Quote, without any change, the line that contains "If you could segment every instance of the young" and all lines that follow it to the end of the data below.

**Input**
☆ ☆ ☆ ☆ ☆ ☆ ☆
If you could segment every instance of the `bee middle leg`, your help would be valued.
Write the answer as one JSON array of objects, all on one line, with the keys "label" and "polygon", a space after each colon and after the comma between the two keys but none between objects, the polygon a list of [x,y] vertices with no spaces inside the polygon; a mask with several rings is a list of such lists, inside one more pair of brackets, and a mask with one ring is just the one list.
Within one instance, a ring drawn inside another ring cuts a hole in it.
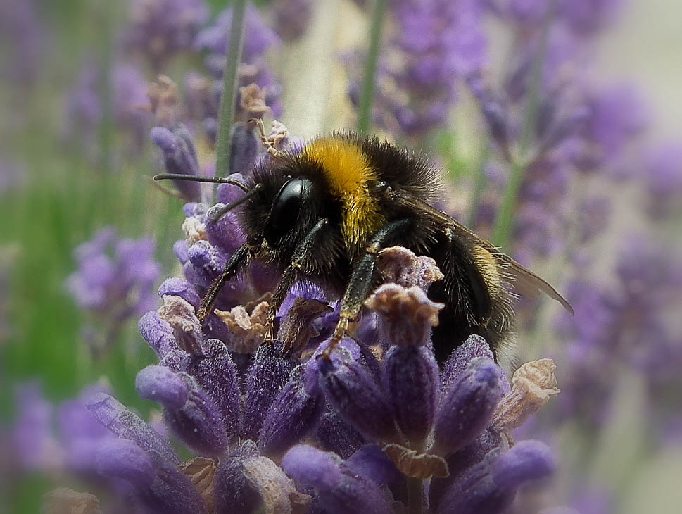
[{"label": "bee middle leg", "polygon": [[316,248],[320,234],[328,224],[329,221],[327,218],[322,218],[315,223],[296,248],[291,258],[291,264],[282,274],[277,289],[272,293],[267,310],[267,317],[265,318],[265,334],[263,338],[265,343],[272,344],[274,340],[274,318],[277,311],[286,297],[289,288],[301,275],[305,275],[306,263]]},{"label": "bee middle leg", "polygon": [[360,314],[362,303],[371,292],[372,277],[374,272],[374,265],[379,253],[394,242],[395,237],[408,229],[413,222],[413,220],[409,218],[391,221],[381,227],[372,236],[370,244],[365,249],[365,253],[351,275],[351,280],[343,295],[339,322],[334,328],[331,341],[320,354],[322,358],[327,360],[331,358],[331,351],[343,339],[343,336],[348,331],[348,322],[355,320]]},{"label": "bee middle leg", "polygon": [[242,244],[238,248],[225,263],[225,267],[222,270],[222,274],[213,280],[210,284],[210,288],[204,296],[201,301],[201,306],[196,313],[196,317],[199,321],[203,321],[210,313],[211,307],[215,303],[220,289],[229,280],[244,268],[248,263],[251,256],[251,250],[247,244]]}]

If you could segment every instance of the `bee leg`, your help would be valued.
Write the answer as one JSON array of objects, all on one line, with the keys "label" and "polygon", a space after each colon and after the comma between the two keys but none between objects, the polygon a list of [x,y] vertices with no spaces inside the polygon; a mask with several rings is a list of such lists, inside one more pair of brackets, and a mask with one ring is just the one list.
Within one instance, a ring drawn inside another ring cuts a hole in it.
[{"label": "bee leg", "polygon": [[201,307],[199,308],[198,311],[196,313],[196,317],[199,319],[199,321],[203,321],[210,313],[211,308],[213,306],[213,303],[215,303],[215,299],[220,293],[220,289],[246,265],[248,262],[250,255],[251,252],[246,243],[239,246],[232,253],[232,256],[225,263],[225,267],[222,270],[222,274],[213,280],[210,284],[210,288],[201,301]]},{"label": "bee leg", "polygon": [[325,360],[331,358],[334,349],[341,342],[348,328],[348,322],[355,320],[362,308],[362,303],[370,296],[372,277],[379,253],[393,242],[393,237],[405,231],[412,223],[410,219],[398,220],[387,223],[377,231],[365,249],[358,265],[353,271],[351,280],[343,295],[339,322],[334,328],[331,341],[320,354]]},{"label": "bee leg", "polygon": [[278,150],[274,147],[274,145],[272,144],[272,142],[270,141],[270,139],[267,137],[267,135],[265,134],[265,125],[263,124],[261,118],[252,118],[251,119],[248,120],[247,123],[255,123],[255,126],[258,129],[258,132],[260,134],[260,144],[263,146],[263,148],[267,151],[268,153],[277,158],[282,158],[287,155],[286,152],[284,152],[282,150]]},{"label": "bee leg", "polygon": [[[282,279],[277,284],[277,289],[272,293],[270,299],[270,306],[267,309],[267,317],[265,318],[265,334],[263,339],[265,343],[272,344],[274,340],[274,318],[279,310],[279,306],[286,297],[286,293],[289,288],[298,278],[299,275],[303,272],[305,274],[305,266],[306,261],[312,254],[318,241],[318,237],[322,231],[327,227],[329,221],[327,218],[322,218],[310,231],[305,234],[303,240],[296,248],[291,258],[291,265],[284,270],[282,275]],[[287,349],[284,349],[286,350]]]}]

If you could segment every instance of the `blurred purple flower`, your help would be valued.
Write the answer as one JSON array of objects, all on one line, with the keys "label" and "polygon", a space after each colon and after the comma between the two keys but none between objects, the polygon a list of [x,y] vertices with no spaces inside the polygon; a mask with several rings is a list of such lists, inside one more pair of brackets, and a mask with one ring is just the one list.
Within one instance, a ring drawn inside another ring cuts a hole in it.
[{"label": "blurred purple flower", "polygon": [[43,396],[40,384],[18,385],[15,404],[17,414],[11,439],[18,464],[28,471],[58,469],[62,450],[53,428],[54,407]]},{"label": "blurred purple flower", "polygon": [[[239,66],[239,87],[256,84],[263,94],[263,100],[274,118],[282,114],[279,96],[282,87],[268,69],[265,54],[269,50],[279,48],[282,40],[277,34],[265,23],[258,8],[249,4],[246,8],[244,22],[244,48],[241,64]],[[229,41],[229,31],[232,20],[232,9],[228,7],[218,16],[213,26],[203,29],[194,40],[194,48],[206,52],[205,62],[216,79],[221,79],[225,66],[225,52]],[[222,94],[222,81],[216,80],[208,92],[210,96],[208,105],[210,106],[206,116],[217,118],[217,107]],[[250,118],[261,118],[264,113],[248,113],[245,104],[248,103],[246,92],[240,89],[236,99],[237,119],[246,121]]]},{"label": "blurred purple flower", "polygon": [[[373,118],[396,137],[416,137],[444,126],[459,77],[481,70],[487,61],[481,8],[474,0],[396,0],[396,23],[382,50],[376,78]],[[358,105],[362,57],[347,56],[349,96]]]},{"label": "blurred purple flower", "polygon": [[78,270],[67,279],[67,289],[108,331],[94,351],[104,349],[123,323],[156,304],[153,287],[160,266],[153,251],[152,239],[122,239],[113,227],[102,229],[75,249]]},{"label": "blurred purple flower", "polygon": [[172,57],[191,48],[210,14],[203,0],[129,0],[129,4],[123,45],[146,58],[156,73]]},{"label": "blurred purple flower", "polygon": [[312,0],[275,0],[272,2],[274,27],[282,39],[295,41],[303,36],[312,18]]},{"label": "blurred purple flower", "polygon": [[[131,149],[137,151],[144,143],[152,119],[147,82],[137,68],[125,63],[117,63],[110,78],[114,123],[127,134]],[[76,83],[66,98],[64,136],[67,139],[82,138],[93,143],[96,140],[104,115],[101,81],[101,72],[95,63],[86,63],[81,68]]]},{"label": "blurred purple flower", "polygon": [[32,0],[0,4],[0,46],[4,50],[0,77],[25,87],[34,83],[44,63],[49,32]]}]

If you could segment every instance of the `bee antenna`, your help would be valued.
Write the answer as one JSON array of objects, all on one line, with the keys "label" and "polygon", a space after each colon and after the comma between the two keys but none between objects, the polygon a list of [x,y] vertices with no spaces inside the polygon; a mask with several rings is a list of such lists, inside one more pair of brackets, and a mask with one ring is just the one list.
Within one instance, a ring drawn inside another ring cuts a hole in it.
[{"label": "bee antenna", "polygon": [[233,178],[226,177],[199,177],[196,175],[182,175],[181,173],[159,173],[154,175],[154,180],[187,180],[194,182],[210,182],[211,184],[231,184],[236,186],[244,192],[248,193],[248,189],[244,183]]},{"label": "bee antenna", "polygon": [[251,191],[247,191],[246,194],[241,198],[239,198],[234,201],[230,202],[226,206],[223,206],[217,211],[216,211],[215,213],[210,213],[209,214],[209,218],[210,218],[210,220],[215,223],[216,221],[217,221],[221,218],[222,218],[223,215],[229,213],[235,207],[237,207],[241,205],[242,203],[244,203],[245,201],[246,201],[250,198],[251,198],[255,194],[256,194],[262,189],[263,189],[263,184],[256,184],[253,187],[253,189],[251,189]]}]

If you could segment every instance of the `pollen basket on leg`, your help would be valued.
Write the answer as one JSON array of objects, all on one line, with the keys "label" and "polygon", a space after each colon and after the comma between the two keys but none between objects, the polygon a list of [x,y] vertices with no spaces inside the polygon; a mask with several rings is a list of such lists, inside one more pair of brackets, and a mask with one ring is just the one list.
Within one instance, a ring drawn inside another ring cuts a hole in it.
[{"label": "pollen basket on leg", "polygon": [[362,149],[339,137],[322,138],[308,145],[303,156],[321,165],[331,192],[343,202],[342,230],[348,242],[360,244],[383,225],[369,188],[377,175]]}]

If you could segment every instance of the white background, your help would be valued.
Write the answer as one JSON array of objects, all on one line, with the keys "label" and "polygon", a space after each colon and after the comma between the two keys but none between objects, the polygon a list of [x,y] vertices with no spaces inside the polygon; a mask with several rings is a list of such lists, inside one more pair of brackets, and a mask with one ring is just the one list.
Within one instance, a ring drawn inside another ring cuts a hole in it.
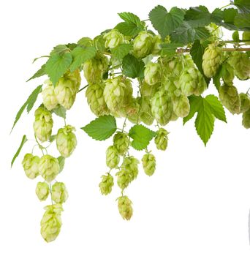
[{"label": "white background", "polygon": [[[211,10],[227,2],[172,1],[181,7],[205,4]],[[111,140],[96,142],[80,129],[94,116],[84,93],[79,94],[67,116],[67,123],[77,129],[78,146],[57,178],[65,182],[69,197],[64,206],[61,233],[50,244],[39,234],[42,208],[50,200],[38,200],[34,189],[41,179],[28,179],[20,165],[34,141],[26,144],[10,169],[23,135],[33,140],[34,110],[23,115],[10,135],[18,110],[44,80],[25,82],[45,61],[32,65],[33,59],[48,54],[58,44],[94,37],[113,27],[120,22],[117,12],[132,12],[147,19],[158,4],[173,7],[170,1],[159,0],[1,3],[0,255],[249,255],[250,135],[240,116],[227,111],[227,124],[216,121],[206,148],[196,134],[194,120],[184,127],[181,120],[170,124],[167,151],[156,151],[153,143],[150,147],[157,159],[155,175],[149,178],[140,170],[126,190],[134,216],[125,222],[115,203],[119,190],[115,187],[104,197],[98,188],[101,175],[107,170],[105,152]],[[240,91],[246,91],[248,83],[236,82]],[[213,86],[210,91],[216,94]],[[55,122],[54,133],[63,120]],[[49,148],[50,154],[58,156],[55,148]],[[142,153],[135,155],[140,158]]]}]

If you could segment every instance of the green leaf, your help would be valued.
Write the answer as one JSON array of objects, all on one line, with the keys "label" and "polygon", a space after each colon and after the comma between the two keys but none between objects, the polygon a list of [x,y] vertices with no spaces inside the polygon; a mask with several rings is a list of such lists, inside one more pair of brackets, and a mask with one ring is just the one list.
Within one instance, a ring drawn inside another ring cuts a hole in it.
[{"label": "green leaf", "polygon": [[27,108],[27,112],[28,113],[29,111],[32,109],[35,102],[37,101],[37,96],[38,94],[41,92],[42,85],[37,86],[33,91],[32,93],[29,95],[29,98],[25,102],[25,103],[23,105],[23,106],[20,108],[18,110],[15,119],[12,126],[12,128],[11,131],[12,131],[14,127],[15,126],[16,123],[20,119],[23,110],[25,110],[26,108]]},{"label": "green leaf", "polygon": [[60,78],[65,73],[72,61],[70,53],[53,53],[46,62],[45,71],[51,82],[56,85]]},{"label": "green leaf", "polygon": [[183,10],[173,7],[167,12],[166,8],[158,5],[149,12],[149,19],[162,39],[177,29],[184,19]]},{"label": "green leaf", "polygon": [[26,135],[23,135],[23,138],[22,138],[22,141],[19,146],[19,148],[18,148],[18,151],[16,151],[16,153],[15,154],[15,156],[13,157],[12,160],[11,161],[11,167],[12,167],[15,159],[18,157],[20,151],[21,151],[23,145],[25,144],[25,143],[26,141],[28,141],[27,137],[26,137]]},{"label": "green leaf", "polygon": [[122,72],[124,75],[135,78],[144,77],[144,63],[133,56],[128,54],[122,61]]},{"label": "green leaf", "polygon": [[105,140],[116,131],[116,121],[113,116],[102,116],[81,129],[93,139]]},{"label": "green leaf", "polygon": [[74,72],[86,61],[94,58],[96,53],[96,50],[93,46],[87,48],[76,47],[72,52],[73,61],[70,66],[70,72]]},{"label": "green leaf", "polygon": [[143,150],[146,148],[150,141],[156,133],[142,124],[133,126],[129,133],[129,136],[133,139],[131,143],[132,146],[136,150]]}]

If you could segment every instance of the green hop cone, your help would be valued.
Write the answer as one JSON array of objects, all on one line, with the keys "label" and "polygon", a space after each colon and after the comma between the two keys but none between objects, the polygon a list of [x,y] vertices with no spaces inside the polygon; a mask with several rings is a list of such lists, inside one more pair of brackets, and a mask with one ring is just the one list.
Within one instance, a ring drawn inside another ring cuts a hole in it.
[{"label": "green hop cone", "polygon": [[148,176],[152,176],[156,170],[156,158],[153,154],[146,153],[142,158],[142,162],[145,173]]},{"label": "green hop cone", "polygon": [[106,165],[110,169],[115,168],[120,162],[119,153],[115,146],[110,146],[106,151]]},{"label": "green hop cone", "polygon": [[68,192],[63,182],[56,182],[52,186],[51,190],[52,200],[56,203],[63,203],[68,198]]},{"label": "green hop cone", "polygon": [[36,194],[40,201],[45,201],[50,194],[50,188],[46,182],[38,182],[36,187]]},{"label": "green hop cone", "polygon": [[209,45],[205,50],[202,56],[202,69],[208,78],[213,77],[222,61],[221,48],[216,43]]},{"label": "green hop cone", "polygon": [[93,84],[88,86],[86,93],[89,108],[97,116],[110,113],[103,96],[103,91],[104,85]]},{"label": "green hop cone", "polygon": [[156,92],[151,99],[151,111],[154,117],[162,125],[166,125],[173,113],[172,99],[163,91]]},{"label": "green hop cone", "polygon": [[140,31],[133,42],[134,53],[137,58],[144,58],[148,55],[153,47],[153,35],[146,31]]},{"label": "green hop cone", "polygon": [[41,235],[46,242],[54,241],[58,236],[61,219],[61,213],[63,210],[59,203],[45,207],[46,210],[41,220]]},{"label": "green hop cone", "polygon": [[156,136],[154,138],[154,143],[159,150],[166,150],[167,147],[168,132],[163,128],[160,128],[156,132]]},{"label": "green hop cone", "polygon": [[45,154],[39,162],[38,170],[41,176],[47,182],[50,182],[59,173],[58,160],[52,156]]},{"label": "green hop cone", "polygon": [[42,141],[48,140],[52,132],[53,119],[51,113],[44,108],[38,108],[35,113],[33,128],[36,136]]},{"label": "green hop cone", "polygon": [[67,110],[73,105],[80,84],[79,70],[67,72],[59,79],[55,86],[55,94],[61,105]]},{"label": "green hop cone", "polygon": [[225,84],[219,88],[219,99],[222,105],[232,114],[240,112],[240,99],[235,86]]},{"label": "green hop cone", "polygon": [[26,154],[22,162],[23,170],[26,176],[34,179],[39,175],[38,165],[40,159],[32,154]]},{"label": "green hop cone", "polygon": [[113,186],[114,185],[114,178],[113,176],[107,173],[102,176],[102,181],[99,184],[99,187],[102,195],[108,195],[111,193]]},{"label": "green hop cone", "polygon": [[158,63],[148,62],[144,70],[145,81],[149,86],[154,86],[161,81],[161,66]]},{"label": "green hop cone", "polygon": [[42,91],[43,105],[48,110],[51,110],[57,106],[58,101],[53,83],[49,80],[45,83],[47,86]]},{"label": "green hop cone", "polygon": [[133,215],[132,201],[126,195],[123,195],[117,198],[118,208],[121,216],[124,219],[129,220]]},{"label": "green hop cone", "polygon": [[77,146],[77,139],[73,131],[75,128],[71,125],[66,125],[60,128],[56,135],[56,147],[61,155],[69,157]]},{"label": "green hop cone", "polygon": [[116,148],[118,154],[121,156],[125,154],[129,148],[129,136],[121,132],[118,132],[113,138],[113,145]]}]

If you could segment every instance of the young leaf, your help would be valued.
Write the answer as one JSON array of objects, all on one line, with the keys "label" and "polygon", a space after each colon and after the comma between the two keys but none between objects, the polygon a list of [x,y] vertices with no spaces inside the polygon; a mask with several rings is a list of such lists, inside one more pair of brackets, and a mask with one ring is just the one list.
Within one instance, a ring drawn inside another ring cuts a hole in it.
☆ ☆ ☆ ☆ ☆ ☆ ☆
**Task solution**
If you could segment every instance of the young leaf, your help would be valued.
Write the answer as one JSON array of objects, all on one line, with the keys "label" and "polygon", a space after each colon and after the comma between the two keys but none between objects, the polygon a list of [x,y] vertices with no spaces inside the polygon; a mask with several rings is a list of such lists, inside one more pair of brackets, and a mask with one ring is just the one list.
Within one instance, a ring drawn inside another ring cuts a hole in it.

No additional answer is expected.